**Source extract**
"""

Murree beer
- Type: Lager, Ale and Stout
- Manufacturer: Murree Brewery, Pakistan
- Country of origin: Pakistan
- Introduced: 1860
- Alcohol by volume: 6 %, 8%, 10%, 12%
- Variants: Murree's Classic Lager Murree's Millennium Brew Murree's Special Strong
- Website: www.murreebrewery.com

= Murree beer =

Pakistani beer brand

Murree beer is a Pakistani beer manufactured by Murree Brewery. Murree beer is the most popular beer of Pakistan as Murree brewery is the only producer of beer in Pakistan while legal import of foreign beers is prohibited in Pakistan. It is often known as "Pakistan's legendary beer". Telegraph called it a "world class lager". Murree Beer was awarded a medal for excellence at the Philadelphia Exhibition in 1876 and in the 1867 World Fair.

==History==
After the suppression of the Indian Rebellion of 1857, the British Crown formally took over the administration of the Indian subcontinent from the East India Company, establishing a structured administration based in the Punjab. To meet the demand for beer among British military and civilian personnel, the Murree Brewery was established in 1860.

The peak of the brewery's production was during World War II, when Murree produced 1.6 million gallons of Murree beer a year. The boom ended when Pakistan achieved independence from Britain in 1947, with partition of India depriving Murree of a large market of Indian drinkers.

Muree sales and distribution suffered after the prohibition of alcohol began in 1977, which gradually intensified under the rule of Muhammad Zia-ul-Haq.

At the beginning of the COVID-19 pandemic in Pakistan, Murree's brewery was closed for several weeks and all production and distribution ceased during that period; diminished sales resulted in only 50% of expected profits for the year, but this was in contrast to many competitors becoming insolvent. Like many breweries around the world, Murree converted its operations to produce alcohol-based hand sanitizer to support public health efforts.

"""

**Source data**
"""

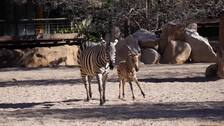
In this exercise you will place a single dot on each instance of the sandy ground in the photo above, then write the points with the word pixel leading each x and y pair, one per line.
pixel 176 95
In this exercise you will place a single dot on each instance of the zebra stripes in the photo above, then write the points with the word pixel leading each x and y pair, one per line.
pixel 96 61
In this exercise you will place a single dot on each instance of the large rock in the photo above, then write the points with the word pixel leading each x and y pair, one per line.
pixel 11 58
pixel 146 39
pixel 176 52
pixel 201 49
pixel 122 48
pixel 171 31
pixel 54 56
pixel 150 56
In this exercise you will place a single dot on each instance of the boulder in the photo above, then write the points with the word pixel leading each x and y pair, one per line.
pixel 122 48
pixel 146 39
pixel 201 49
pixel 193 26
pixel 211 71
pixel 171 31
pixel 149 56
pixel 53 56
pixel 176 52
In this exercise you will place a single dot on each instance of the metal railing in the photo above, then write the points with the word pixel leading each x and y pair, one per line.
pixel 27 27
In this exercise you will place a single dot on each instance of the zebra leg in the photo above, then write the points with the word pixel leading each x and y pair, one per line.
pixel 90 89
pixel 104 86
pixel 133 96
pixel 120 83
pixel 100 82
pixel 136 81
pixel 85 81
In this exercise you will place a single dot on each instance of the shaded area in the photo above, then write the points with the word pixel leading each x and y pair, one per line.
pixel 182 79
pixel 43 82
pixel 209 110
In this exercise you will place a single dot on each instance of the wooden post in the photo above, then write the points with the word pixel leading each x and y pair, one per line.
pixel 40 26
pixel 220 53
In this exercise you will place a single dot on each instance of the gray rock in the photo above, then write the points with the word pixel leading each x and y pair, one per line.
pixel 150 56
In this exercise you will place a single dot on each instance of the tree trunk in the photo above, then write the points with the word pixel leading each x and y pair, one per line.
pixel 220 53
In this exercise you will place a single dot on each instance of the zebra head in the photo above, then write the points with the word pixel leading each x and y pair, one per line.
pixel 111 53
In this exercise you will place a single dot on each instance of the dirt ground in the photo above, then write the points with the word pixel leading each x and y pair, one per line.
pixel 176 95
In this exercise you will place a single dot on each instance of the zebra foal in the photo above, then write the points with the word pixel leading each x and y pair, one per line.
pixel 96 61
pixel 127 73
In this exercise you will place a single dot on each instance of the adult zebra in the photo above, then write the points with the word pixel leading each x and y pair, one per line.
pixel 96 61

"""

**Task details**
Decide whether each statement agrees with the article on Murree beer, answering yes or no and quoting the words that settle it: (a) The Murree Brewery was founded in 1860. (b) The brewery's production peaked during World War I. (c) During the COVID-19 pandemic, Murree made hand sanitizer. Rely only on the article on Murree beer for your answers.

**Solution for this exercise**
(a) Yes: "the Murree Brewery was established in 1860."
(b) No: "The peak of the brewery's production was during World War II"
(c) Yes: "Murree converted its operations to produce alcohol-based hand sanitizer"